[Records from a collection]
****************
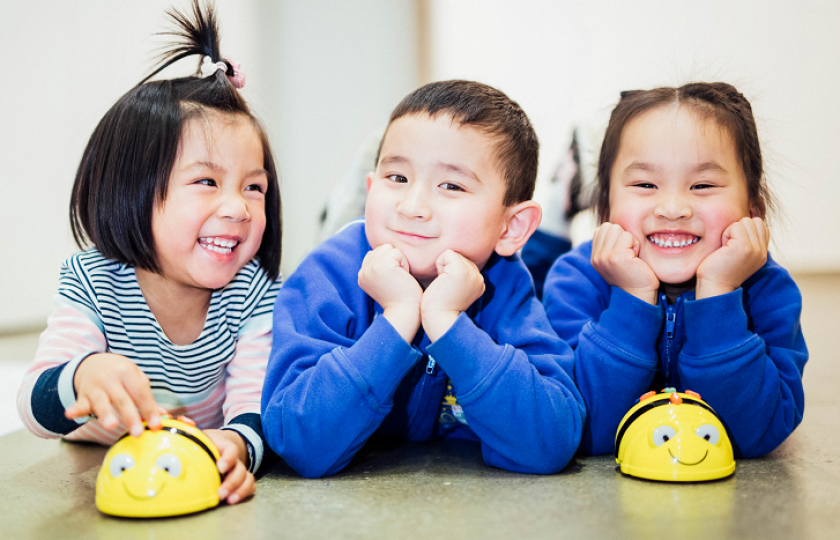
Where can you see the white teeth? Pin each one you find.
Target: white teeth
(218, 245)
(668, 243)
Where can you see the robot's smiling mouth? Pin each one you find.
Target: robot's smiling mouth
(150, 494)
(699, 461)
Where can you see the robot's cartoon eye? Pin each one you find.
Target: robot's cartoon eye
(120, 463)
(169, 463)
(708, 432)
(663, 434)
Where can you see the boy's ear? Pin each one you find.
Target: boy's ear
(521, 220)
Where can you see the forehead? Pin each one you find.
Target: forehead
(676, 136)
(439, 139)
(211, 132)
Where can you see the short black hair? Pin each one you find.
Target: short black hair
(718, 101)
(489, 110)
(126, 165)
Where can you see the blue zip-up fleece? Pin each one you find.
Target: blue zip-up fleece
(339, 374)
(743, 352)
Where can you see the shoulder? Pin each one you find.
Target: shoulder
(250, 293)
(574, 270)
(773, 285)
(508, 272)
(337, 259)
(92, 263)
(90, 274)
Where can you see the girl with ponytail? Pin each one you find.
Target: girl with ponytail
(677, 288)
(168, 310)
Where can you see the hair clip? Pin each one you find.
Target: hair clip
(208, 68)
(238, 78)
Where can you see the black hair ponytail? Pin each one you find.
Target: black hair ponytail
(125, 168)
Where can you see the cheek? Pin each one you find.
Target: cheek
(628, 216)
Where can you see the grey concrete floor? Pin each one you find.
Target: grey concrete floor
(443, 490)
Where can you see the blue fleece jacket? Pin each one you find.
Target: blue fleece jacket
(743, 352)
(339, 374)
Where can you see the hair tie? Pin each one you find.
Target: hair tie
(208, 68)
(238, 78)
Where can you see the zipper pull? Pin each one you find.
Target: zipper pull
(430, 366)
(670, 321)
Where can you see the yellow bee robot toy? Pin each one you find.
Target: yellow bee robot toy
(675, 437)
(166, 472)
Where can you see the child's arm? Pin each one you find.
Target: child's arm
(742, 253)
(614, 337)
(615, 255)
(73, 376)
(511, 373)
(333, 368)
(744, 350)
(245, 373)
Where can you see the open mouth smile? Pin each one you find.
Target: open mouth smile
(218, 244)
(673, 240)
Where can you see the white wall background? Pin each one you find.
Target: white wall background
(565, 62)
(323, 74)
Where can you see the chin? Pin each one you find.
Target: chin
(675, 278)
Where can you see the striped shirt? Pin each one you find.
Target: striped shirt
(99, 307)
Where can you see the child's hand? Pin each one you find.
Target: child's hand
(113, 388)
(742, 253)
(459, 283)
(239, 483)
(385, 277)
(615, 255)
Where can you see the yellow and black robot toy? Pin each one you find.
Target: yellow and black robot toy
(166, 472)
(675, 437)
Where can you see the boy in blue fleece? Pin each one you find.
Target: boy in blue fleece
(421, 321)
(677, 289)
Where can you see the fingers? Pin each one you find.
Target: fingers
(610, 237)
(114, 389)
(751, 230)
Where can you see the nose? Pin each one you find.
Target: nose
(414, 203)
(233, 207)
(672, 207)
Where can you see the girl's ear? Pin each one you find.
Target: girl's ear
(521, 220)
(758, 210)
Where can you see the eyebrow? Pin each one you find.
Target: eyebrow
(456, 168)
(641, 166)
(460, 170)
(650, 167)
(710, 166)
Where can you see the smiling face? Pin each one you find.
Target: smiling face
(674, 437)
(676, 185)
(437, 186)
(212, 221)
(166, 472)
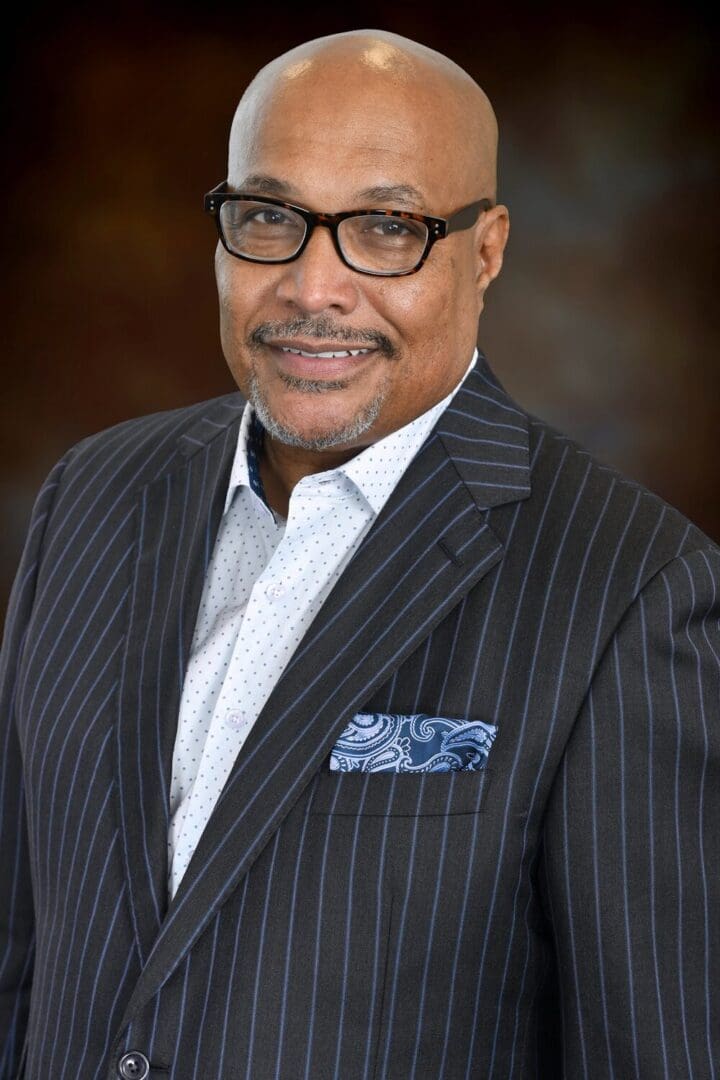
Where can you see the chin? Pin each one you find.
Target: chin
(321, 432)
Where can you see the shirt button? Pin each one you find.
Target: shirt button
(235, 718)
(134, 1066)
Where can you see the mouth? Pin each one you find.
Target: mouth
(318, 361)
(324, 353)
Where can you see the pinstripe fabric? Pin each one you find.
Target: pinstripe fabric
(555, 915)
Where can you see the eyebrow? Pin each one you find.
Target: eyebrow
(379, 194)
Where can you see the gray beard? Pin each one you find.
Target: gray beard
(348, 433)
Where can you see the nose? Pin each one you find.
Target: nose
(318, 280)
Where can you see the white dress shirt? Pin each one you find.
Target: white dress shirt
(266, 582)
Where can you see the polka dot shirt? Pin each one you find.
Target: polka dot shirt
(267, 579)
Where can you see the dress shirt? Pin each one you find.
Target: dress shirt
(267, 579)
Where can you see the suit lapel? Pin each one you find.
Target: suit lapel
(177, 515)
(431, 543)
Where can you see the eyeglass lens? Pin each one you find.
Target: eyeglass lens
(372, 242)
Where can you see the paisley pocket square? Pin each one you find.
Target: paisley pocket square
(391, 742)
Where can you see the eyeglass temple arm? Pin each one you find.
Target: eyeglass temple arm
(467, 215)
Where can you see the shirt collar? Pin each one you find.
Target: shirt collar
(375, 471)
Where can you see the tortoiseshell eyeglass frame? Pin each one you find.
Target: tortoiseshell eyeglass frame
(438, 228)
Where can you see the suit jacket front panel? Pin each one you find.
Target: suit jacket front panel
(357, 940)
(395, 928)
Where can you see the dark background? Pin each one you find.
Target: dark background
(114, 123)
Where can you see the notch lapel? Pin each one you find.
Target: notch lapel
(177, 516)
(431, 543)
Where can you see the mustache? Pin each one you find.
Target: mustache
(322, 329)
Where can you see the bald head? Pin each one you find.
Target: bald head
(381, 75)
(331, 353)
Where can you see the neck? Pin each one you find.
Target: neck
(283, 466)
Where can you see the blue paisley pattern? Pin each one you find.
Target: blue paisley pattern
(390, 742)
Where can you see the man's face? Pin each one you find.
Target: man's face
(330, 144)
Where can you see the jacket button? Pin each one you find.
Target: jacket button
(134, 1066)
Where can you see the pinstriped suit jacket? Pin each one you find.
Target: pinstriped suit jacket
(555, 915)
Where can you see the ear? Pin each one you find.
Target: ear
(491, 237)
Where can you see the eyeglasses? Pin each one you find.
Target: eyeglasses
(384, 242)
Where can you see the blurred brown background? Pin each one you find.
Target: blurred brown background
(603, 322)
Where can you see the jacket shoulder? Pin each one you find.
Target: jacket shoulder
(153, 441)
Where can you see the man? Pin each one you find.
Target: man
(367, 729)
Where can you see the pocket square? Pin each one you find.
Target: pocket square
(392, 742)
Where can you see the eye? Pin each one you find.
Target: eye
(267, 216)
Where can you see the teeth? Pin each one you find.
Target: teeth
(326, 355)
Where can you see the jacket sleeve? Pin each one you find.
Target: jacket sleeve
(630, 866)
(16, 906)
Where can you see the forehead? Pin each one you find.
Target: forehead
(329, 140)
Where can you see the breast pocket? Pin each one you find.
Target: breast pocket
(401, 794)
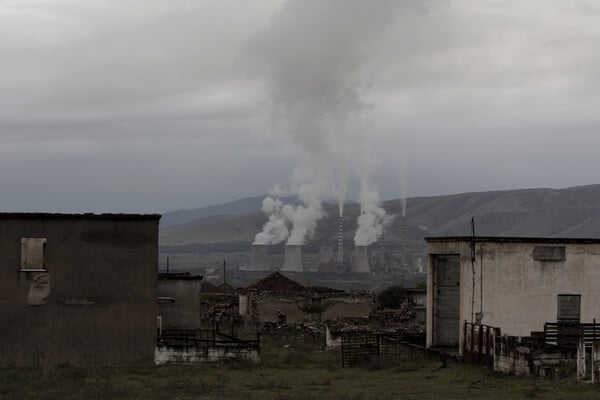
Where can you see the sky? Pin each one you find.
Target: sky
(152, 105)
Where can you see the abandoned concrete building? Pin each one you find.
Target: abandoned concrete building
(513, 285)
(277, 296)
(77, 288)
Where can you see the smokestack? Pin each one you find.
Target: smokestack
(326, 259)
(361, 261)
(383, 267)
(403, 244)
(259, 259)
(292, 261)
(340, 255)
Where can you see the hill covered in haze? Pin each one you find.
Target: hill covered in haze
(571, 212)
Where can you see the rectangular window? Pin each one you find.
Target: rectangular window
(549, 253)
(569, 308)
(33, 254)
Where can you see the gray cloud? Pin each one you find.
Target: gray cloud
(476, 95)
****************
> REQUIRED ACTION:
Print the entries again exactly as they appear above. Do not print the pictures.

> YOUR RESPONSE:
Where can you see the white teeth? Pin each one you find.
Target: white teeth
(218, 245)
(668, 243)
Where can you see the robot's smiling mouth? Pin each one you find.
Target: robot's smiling mouth
(150, 494)
(699, 461)
Where can you see the robot's cartoon eye? Pin each one you find.
Target: robot's cartoon eye
(120, 463)
(169, 463)
(708, 432)
(663, 434)
Where can you see the boy's ear? Pin each one you find.
Target: boy's ear
(521, 220)
Where can you see the forehead? Pin each one you find.
Target: forehead
(676, 136)
(439, 139)
(211, 132)
Where can you see the short black hair? Pin each one you find.
Target: short black hair
(718, 101)
(489, 110)
(126, 165)
Where can you see the blue zip-up fleece? Pin each one you find.
Target: blue zip-up fleece
(339, 374)
(743, 352)
Where can you see the shoulder? Pin each one you find.
Target: shoulder
(250, 293)
(574, 270)
(773, 285)
(508, 272)
(337, 259)
(92, 263)
(90, 274)
Where can you see the girl with ponytail? Pin each one you find.
Target: girl with ponytail
(677, 288)
(168, 310)
Where can you see the hair clip? Pin each one you find.
Target: hair clip
(208, 68)
(238, 78)
Where can you see the black hair ponytail? Pin each one you find.
Target: black hair ponytail
(125, 168)
Where can you see the cheek? Pin each one you find.
Target: cheek
(628, 216)
Where can you see the grey concrete floor? Pin each one you find.
Target: grey concrete floor
(443, 490)
Where can you see the blue fleece jacket? Pin each one you find.
Target: blue fleece jacket
(743, 352)
(339, 374)
Where can you see the hair tie? Pin each one you find.
Target: hair tie
(208, 68)
(238, 78)
Where can you see the zipper pull? Pin each one you find.
Target: zipper pull
(430, 366)
(670, 321)
Where can you see the yellow bee robot toy? Pin each one you find.
Target: yellow bee robot toy
(675, 437)
(166, 472)
Where can you see the child's arm? Pin each one you find.
Target: child's arm
(742, 253)
(614, 337)
(615, 255)
(73, 376)
(511, 373)
(333, 368)
(744, 350)
(245, 373)
Where can you see the open mouth smile? Pin each one you find.
Target: open mouth smile
(218, 244)
(673, 240)
Where can you see the white wall background? Pin each one you find.
Target: white wall background
(565, 62)
(323, 74)
Where can you see the chin? Pin each one you find.
Target: chin
(675, 278)
Where can you see the striped shirt? Pin each one you find.
Target: striped shirt
(99, 307)
Where can you see the child's hand? Pin each one you find.
Target: child's hand
(113, 388)
(742, 253)
(459, 283)
(239, 483)
(385, 277)
(615, 255)
Where can you see the yellow and black robot toy? Pin each one you find.
Target: yellow and black robot toy
(166, 472)
(675, 437)
Where can you see the boy in blue fleece? Pin each one you find.
Target: boy in blue fleece
(421, 321)
(677, 289)
Where can you see the fingers? Pin each one you find.
Target: fingers
(610, 237)
(114, 389)
(751, 230)
Where can you see the nose? Pin each one you find.
Target: nose
(414, 203)
(233, 207)
(672, 207)
Where can you see the girl's ear? Pin each one you find.
Target: girl's ear
(521, 220)
(758, 210)
Where can you see the eyebrow? Pin each one you find.
Target: eyebrow
(456, 168)
(641, 166)
(460, 170)
(650, 167)
(710, 166)
Where can you see the smiling face? Pin each one you find.
Target: smiling face
(674, 437)
(676, 185)
(437, 186)
(212, 221)
(166, 472)
Where can you see the chin? Pin each one you find.
Target: chin
(321, 432)
Where can you see the shirt button? Pin each one you find.
Target: shirt button
(235, 718)
(134, 1066)
Where can you see the mouth? Pin each one you find.
Target: mouth
(318, 361)
(324, 353)
Where can you see the pinstripe fabric? Pin each one you find.
Target: pinstripe fabric
(555, 915)
Where can you see the eyebrow? Pin each one you find.
Target: eyebrow
(379, 194)
Where can you see the gray beard? Pin each one you find.
Target: gray beard
(348, 433)
Where can you see the nose? Pin each one you find.
Target: nose
(318, 280)
Where can you see the white dress shirt? Pin each one you find.
Target: white dress shirt
(266, 582)
Where can you see the polka dot shirt? Pin each one you find.
Target: polka dot shirt
(267, 579)
Where can you see the dress shirt? Pin each one you find.
Target: dress shirt
(267, 579)
Where can you see the suit lapel? Pin each one you find.
Target: suit lapel
(177, 515)
(431, 543)
Where can you see the eyeglass lens? Pin each one you find.
Target: eyeglass lens
(372, 242)
Where can you see the paisley pocket square? Pin each one you find.
Target: paisley pocket square
(391, 742)
Where can you see the eyeglass temple arm? Pin each one you find.
Target: eyeglass temple arm
(467, 215)
Where can you see the shirt collar? Pin each one you find.
Target: shirt collar
(375, 471)
Where can you see the tortoiseshell eyeglass frame? Pin each one you find.
Target: tortoiseshell eyeglass frame
(438, 228)
Where can you see the suit jacket front panel? Pin each one you find.
Target: suit jacket front panel
(357, 940)
(395, 928)
Where can you see the dark background? Pin each one you find.
Target: dark background
(114, 123)
Where can you see the notch lapel? Pin each one you find.
Target: notch lapel
(177, 516)
(431, 543)
Where can you see the mustache? Pin each one you find.
Target: mustache
(322, 329)
Where can you see the bald head? Pin each one you find.
Target: bald head
(381, 75)
(331, 353)
Where can you see the neck? Pin each one you find.
Target: neck
(283, 466)
Where can you see the blue paisley pattern? Pin each one you find.
Target: blue paisley pattern
(390, 742)
Where can you see the man's face? Pin each one you find.
Target: man's face
(330, 144)
Where can you see the jacket button? Pin each one you find.
Target: jacket button
(134, 1066)
Where can you see the pinstriped suit jacket? Pin each one you find.
Target: pinstriped suit jacket
(555, 915)
Where can you see the ear? Pin each one you find.
Target: ear
(491, 237)
Where can you see the eyeglasses? Pin each one you find.
Target: eyeglasses
(384, 242)
Where can you see the blurred brown background? Pin each one you find.
Target: blurred brown background
(603, 322)
Where can you see the jacket shoulder? Pin each one you find.
Target: jacket shoulder
(153, 441)
Where can you see the man? Pin each one you find.
Target: man
(367, 729)
Where can you see the pocket square? Pin each one you find.
Target: pocket square
(392, 742)
Where can you see the eye? Pin each one you find.
Target: eye
(267, 216)
Where can you see the teeth? Pin each one you find.
Target: teeth
(326, 355)
Where can you see the jacket sleeve? Pin each one you find.
Target: jacket sleeve
(630, 866)
(16, 906)
Where can you see the forehead? Pin each one you find.
Target: forehead
(329, 140)
Where can you see the breast pocket? Pin each one you find.
Target: breast pocket
(401, 794)
Where can you see the sky? Pin each one you find.
Target: sky
(152, 105)
Where can you see the abandoned concrete building? Pin each one you find.
Target: abandoned concrete building
(513, 285)
(277, 296)
(77, 288)
Where can you see the smokestack? Pin each one you find.
Target: smokestack
(326, 259)
(361, 261)
(383, 267)
(403, 244)
(259, 259)
(292, 261)
(340, 255)
Where can you see the hill covered in haze? Pin each one you find.
Target: hill covered in haze
(571, 212)
Where can you see the rectangular window? Pin each one you find.
Target: rectangular window
(549, 253)
(569, 308)
(33, 254)
Where can you see the gray cloud? Pin each one you find.
Target: gray cloud
(476, 95)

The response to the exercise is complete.